Passage given:
* BEGIN *

Title: Homotopy associative, homotopy commutative universal spaces of
2-cell complexes.
Abstract: For any connected space X the James construction shows that
$\Omega\Sigma X$ is universal in the category of homotopy associative H-spaces
in the sense that any map from X to a homotopy associative H-space Y factors
through a uniquely determined H-map $F:\Omega\Sigma X \longrightarrow Y$. In
this talk we investigate the universal spaces of two-cell complexes in the
category of homotopy associative, homotopy commutative $H$-spaces. The universal
spaces we obtain generalise a result of Cohen, Moore, and Neisendorfer
concerning odd dimensional odd-primary Moore spaces.
First Talk: A bordism approach to string topology.
Abstract: In this talk I will explain how to use geometric homology theory in
order to construct the BV-structure of Chas and Sullivan on the homology of free
loop spaces. All these constructions will use transversality in the context of
infinite dimensional manifolds.

* END *

Information provided:

* BEGIN *

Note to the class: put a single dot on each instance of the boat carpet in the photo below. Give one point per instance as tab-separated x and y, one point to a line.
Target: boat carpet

* END *

Problems to solve:
1. According to the talk abstracts, whose result concerning odd dimensional odd-primary Moore spaces is generalized by the universal spaces obtained?
2. Continue the talk abstracts on homotopy theory and string topology from the point where they stop.
The listing comes from a separate source and is unrelated to the talk abstracts.

Results for the exercise:
1. Cohen, Moore, and Neisendorfer

2.
Second Talk: The homology of free loop spaces as a homological conformal field
theory.
Abstract: One of the most exciting conjecture in String topology is the fact the
homology of free loop spaces should be a homological conformal field theory,
this algebraic structure is very rich. We will explain that a Prop, namely the
homology of the Sullivan's chord diagrams, acts on the homology of free loop
spaces. The Prop of Sullivan's chord diagrams is very close to moduli spaces of
curves and this result unifies under the same algebraic structure: The BV
structure due to Chas and Sullivan and the Frobenius structure of Cohen and
Godin.